Foto: EPA/Marjan Murat

Ein Detailromantiker sei er, sagt Heinrich Steinfest von sich selbst und bietet nun mit Der Allesforscher, der ja im Titel den universellen Anspruch der Romantik trägt, neuerlich einen eindringlichen literarischen Beleg dafür. Diesmal ist es keiner der Kriminalromane, mit denen sich der in Stuttgart lebende Wiener eine breite begeisterte Leserschaft erschrieben hat und für die er mit dem Deutschen Krimipreis ausgezeichnet sowie für den Buchpreis nominiert wurde, keine der schrägen, vielschichtigen Geschichten um den einarmigen Wiener Detektiv Cheng oder um den Wittgenstein-Fan Chefinspektor Lukastik.

Der Allesforscher ist im charakteristischen Steinfest-Ton mit seinen literarischen Verweisen und Kunst-Motiven gehalten, es spielen von Anfang an auch hier Verletzungen und Tod ihre einschneidende Rolle. Fernab von Krimi-Ermittlungen ist der neue Roman wie zuvor Das himmlische Kind, worin es um lebensrettendes Erzählen geht, ein feines Werk der Sprachkunst, das romantische Vorbilder auf Abbilder der heutigen Wirtschafts- und Medienwelt treffen lässt.

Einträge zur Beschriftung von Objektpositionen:
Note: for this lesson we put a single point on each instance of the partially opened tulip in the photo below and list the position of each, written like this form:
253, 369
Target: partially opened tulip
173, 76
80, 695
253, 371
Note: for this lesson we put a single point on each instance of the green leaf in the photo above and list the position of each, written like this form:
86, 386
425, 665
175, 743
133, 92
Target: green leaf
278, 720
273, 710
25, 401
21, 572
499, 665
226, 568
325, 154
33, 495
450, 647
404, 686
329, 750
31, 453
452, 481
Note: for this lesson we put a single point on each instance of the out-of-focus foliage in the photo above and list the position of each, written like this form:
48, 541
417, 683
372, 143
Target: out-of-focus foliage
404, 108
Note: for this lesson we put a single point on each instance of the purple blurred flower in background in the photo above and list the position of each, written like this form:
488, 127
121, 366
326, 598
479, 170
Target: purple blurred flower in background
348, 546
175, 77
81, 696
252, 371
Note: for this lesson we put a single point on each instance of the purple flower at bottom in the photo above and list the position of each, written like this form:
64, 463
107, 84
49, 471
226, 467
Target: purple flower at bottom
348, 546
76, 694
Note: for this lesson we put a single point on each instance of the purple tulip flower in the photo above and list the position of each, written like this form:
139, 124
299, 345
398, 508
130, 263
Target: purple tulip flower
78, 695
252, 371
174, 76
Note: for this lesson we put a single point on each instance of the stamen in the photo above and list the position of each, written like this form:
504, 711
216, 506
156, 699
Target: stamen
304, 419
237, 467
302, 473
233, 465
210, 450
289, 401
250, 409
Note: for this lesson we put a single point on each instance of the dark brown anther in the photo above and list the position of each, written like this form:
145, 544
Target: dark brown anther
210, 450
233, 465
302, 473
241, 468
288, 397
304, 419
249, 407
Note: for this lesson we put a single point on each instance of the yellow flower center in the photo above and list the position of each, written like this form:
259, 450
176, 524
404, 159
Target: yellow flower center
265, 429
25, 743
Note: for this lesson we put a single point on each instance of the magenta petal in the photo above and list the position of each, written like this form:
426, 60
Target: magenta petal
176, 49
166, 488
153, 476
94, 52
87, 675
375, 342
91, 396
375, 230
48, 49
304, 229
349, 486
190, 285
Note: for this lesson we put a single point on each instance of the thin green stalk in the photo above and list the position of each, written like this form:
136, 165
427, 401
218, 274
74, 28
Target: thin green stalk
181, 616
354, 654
--
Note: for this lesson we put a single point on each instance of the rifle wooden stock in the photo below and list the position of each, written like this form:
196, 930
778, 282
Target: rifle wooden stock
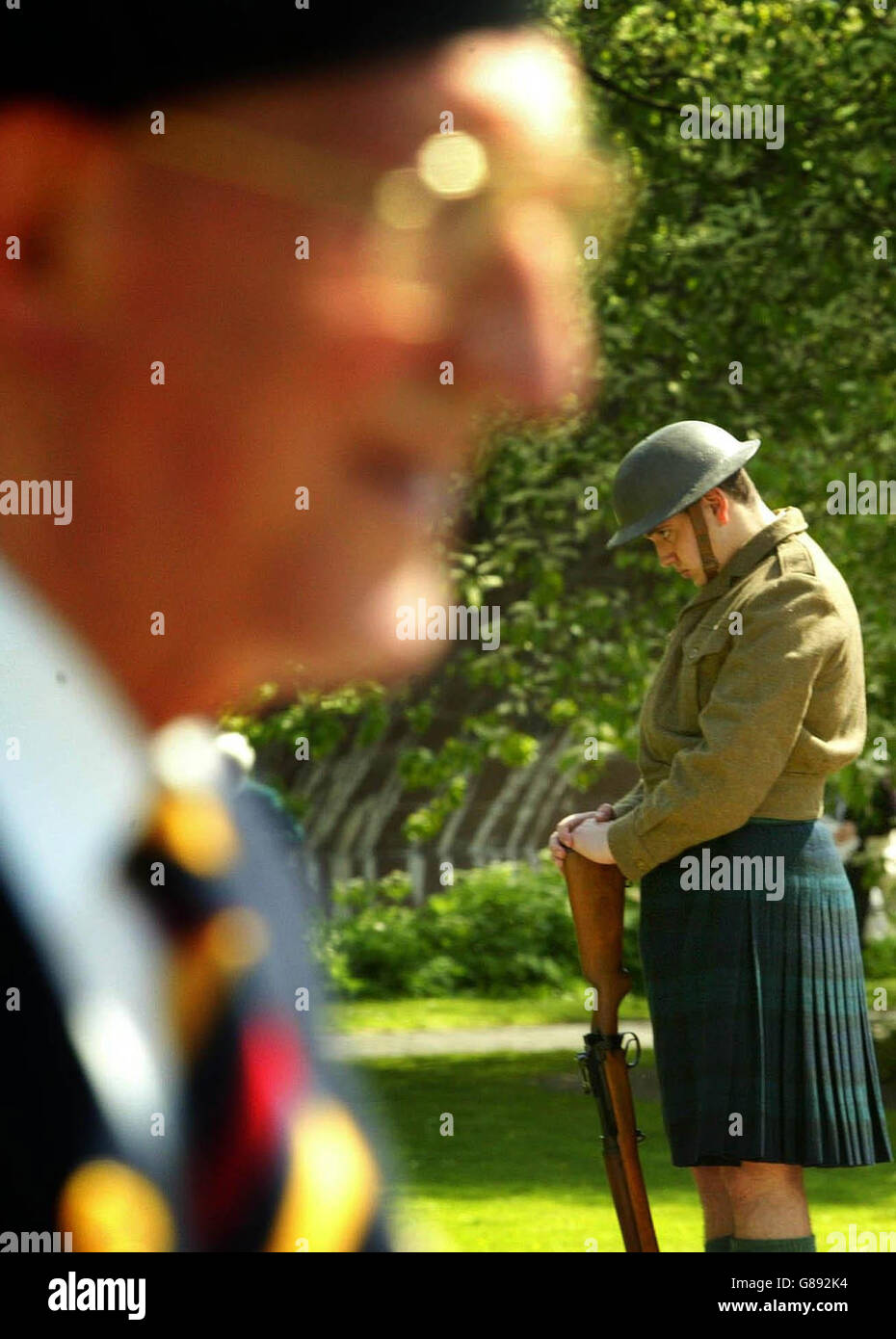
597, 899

Probleme und Aufgaben:
(a) Mit welchem Preis wurde Heinrich Steinfest laut Textausschnitt ausgezeichnet?
(b) Führen Sie den Textausschnitt über Steinfests Roman „Der Allesforscher“ im Anschluss an den letzten Satz fort.
Die Einträge sind hierfür ohne Belang.

Ergebnisse:
(a) Mit dem Deutschen Krimipreis.

(b)
Alles beginnt mit einem Paukenschlag des Schicksals, der unwahrscheinlich, ja geradezu surreal klingt und dennoch auf einem realen Ereignis vom Jänner 2004 basiert. In Tainan transportiert man einen verendeten Pottwal ab, seine inneren Gase bringen ihn zur Explosion, eines seiner Stücke trifft Sixten Braun gewaltig am Kopf und wirft diesen ehemaligen Hürdensprinter aus seinem zielstrebigen Leben eines deutschen Manager-Reisenden.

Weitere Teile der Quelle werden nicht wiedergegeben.